▶ **TASKS TO COMPLETE**:
[1] Write out the stretch of the Shadow-feast review below from "Joan Houlihan |" through "the mourning wife.", word for word.
[2] Pick up the Shadow-feast review below at its final sentence and carry it on.

▶ **EXTRACTED TEXT**:
____

Joan Houlihan |
Grief Between and Beyond in Joan Houlihan’s new book Shadow-feast
article
by Michael Steffen
Time
came in and stranded us here,
writes Joan Houlihan in the third poem of her new book, Shadow-feast,
after the Japanese Kage-zen, “a repast…offered to the spirit of
the absent one loved.” The poems chronicle the mourner’s (Hers,
section one) reflections of the dying and death of her husband; the
empathetic raising of the husband’s replies (His,
section two); and (Theirs,
section three) a sequence driven by third-person narrative being
resolved intermittently back into the voice of the mourning wife.
Death,
a dying of one, isolates the couple (as love had in their beginning).
At some point between, we are all social, generally involved in the
community, with our families, helping us shield the exhaustion of I
and thou. Yet lines from the book remind us of the peculiar
solidarity and isolation of a couple’s union. It reminds us of Adam
and Eve dressing themselves as God calls to them in the garden:
We
creaked open, listening. The past stacked high on us,
Day
looked into us. Clarity without remedy… [page 5]
The
meditations bring us vivid awareness of the body as fragile medium of
our affectionate bonds, our “MORTAR”, the composition of the word
metamorphosing through Houlihan to its definition in time as
“mortification,” our sensual undoing, the dissolution of the
mortar itself. The double-jeopardy of possession through memory and
utter loss of physical rapport enjoins upon the mourner in her wake
the dire need to say, to write, to illustrate, to parallel, somehow
to capture and hold this slipping away, through metaphor—“a
sprung chest”—as the cry, perhaps in echoes of Paul McCartney, to
let it be is uttered in turn with poignant lyricism:
Like
a sprung chest, a body opens,
empties
itself at the last.

____

▶ **ROWS**:
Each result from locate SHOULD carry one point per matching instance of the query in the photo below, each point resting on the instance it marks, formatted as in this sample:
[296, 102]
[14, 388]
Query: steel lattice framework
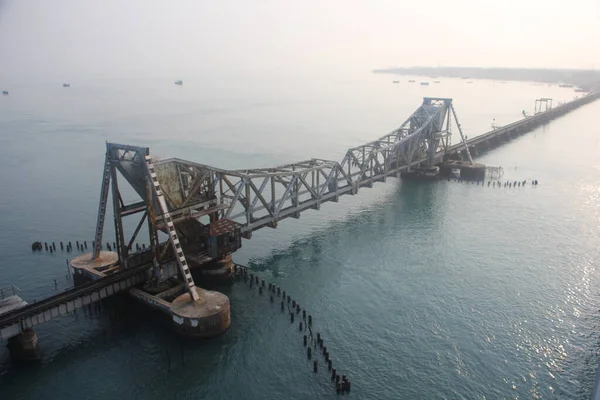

____

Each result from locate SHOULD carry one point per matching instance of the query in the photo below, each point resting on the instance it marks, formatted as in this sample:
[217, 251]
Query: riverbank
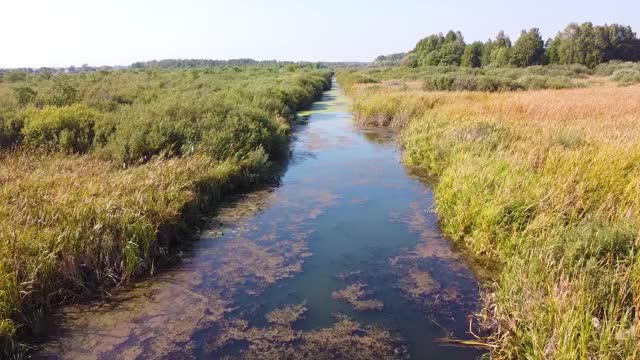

____

▶ **OUTPUTS**:
[1]
Joan Houlihan |
Grief Between and Beyond in Joan Houlihan’s new book Shadow-feast
article
by Michael Steffen
Time
came in and stranded us here,
writes Joan Houlihan in the third poem of her new book, Shadow-feast,
after the Japanese Kage-zen, “a repast…offered to the spirit of
the absent one loved.” The poems chronicle the mourner’s (Hers,
section one) reflections of the dying and death of her husband; the
empathetic raising of the husband’s replies (His,
section two); and (Theirs,
section three) a sequence driven by third-person narrative being
resolved intermittently back into the voice of the mourning wife.

[2]
Let
it be lost. Let it pass.
Where
you are, you went alone
as
cloud huddled cloud, muscled and blown. [page 7]
A
more traditional line on death has leaned toward the generalized
consolation that we are bound by our mortality. Though it comes to us
in thousands of forms, death is all one. It eradicates the prison of
self and mundane suffering of corporal existence. The worst that we
face may be the best we have coming. Like the first encounter with
love, death is dreadful in anticipation.
Yet
Houlihan seeks out the particular in these meditations. Behind the
curtains, half of the labor of grief is dissolution. We are bound to
it, by remembrance and imagination, as we are denied the physical
comforts of and hand’s reach for the other. We are scrutinized of
their hold on us, intricate and elaborate as we conceive the world of
the dead to be.
WHAT
DOES YOUR SEEING WANT?
Your
scrunched eye seizes, sizes
me
up: pulley-roped palliatives, craft and lies.
Washing
my hands in the back, I wonder:
What’s
a good death?
Of
course you held on and I held onto you.
We
had married ourselves to a trance.
The
poet’s question—What’s a good death?—perhaps reminds the
reader of a memorable exchange in the ancient world between the
Lydian King Croesus and the Greek philosopher Solon. Croesus at the
height of his vast wealth and glory rhetorically and somewhat
arrogantly asked the philosopher if he (Croesus) were not a blessed
man. Solon replied it was necessary to wait until somebody’s death
to determine whether they were blessed or not. What’s a good death?
Suffering
helps the dying let go. A friend once told me this. Suffering the
dying should help the attendant let go. Processing and deflection
happen through writing, in the dual work of preserving an image in
its reproduction while gaining perspective on the thing through its
image as it is transformed into a work.
The
book, Shadow-feast,
we have noted, is presented in three dramatic parts, two monologues,
Hers,
His,
and a sort of post script, Theirs.
It’s a work of expressions from imagination—biographically
referential howsoever. This organization and representation lend
remove to the poems, allow us to read them as we might view or read a
play. It also sets the book in perspective as literary genre, with
Rilke’s wonderful poem on assisting the dying “Washing the
Corpse,” or Faulkner’s streaming dramatic novel As
I Lay Dying.
At
the moment of the passing in Shadow-feast,
the point of view quietly shifts into third-person narrative:
STILL
HEARD in her head. They burn what’s left.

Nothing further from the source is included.